Exercise details -
Rewrite the lines below, putting "Label" wherever "Query" appears and leaving everything else untouched.

Material for this exercise -
◇ ◇ ◇ ◇
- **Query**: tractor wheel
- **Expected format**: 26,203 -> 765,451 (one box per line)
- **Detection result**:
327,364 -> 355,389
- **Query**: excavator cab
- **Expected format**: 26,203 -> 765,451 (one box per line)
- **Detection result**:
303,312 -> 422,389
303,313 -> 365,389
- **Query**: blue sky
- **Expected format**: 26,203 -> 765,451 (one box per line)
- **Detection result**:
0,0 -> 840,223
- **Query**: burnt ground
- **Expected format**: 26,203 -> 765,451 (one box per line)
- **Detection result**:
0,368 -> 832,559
◇ ◇ ◇ ◇
Task output -
- **Label**: tractor wheel
- **Expected format**: 26,203 -> 765,451 (one box per line)
- **Detection result**:
327,364 -> 355,389
- **Label**: excavator cab
- **Expected format**: 26,203 -> 765,451 (one box per line)
- **Detection result**:
303,312 -> 422,389
303,313 -> 365,389
- **Label**: blue sky
- **Expected format**: 26,203 -> 765,451 (one box per line)
- **Detection result**:
0,0 -> 840,223
- **Label**: burnt ground
- **Expected format**: 26,203 -> 765,451 (one box per line)
- **Detection result**:
0,368 -> 832,559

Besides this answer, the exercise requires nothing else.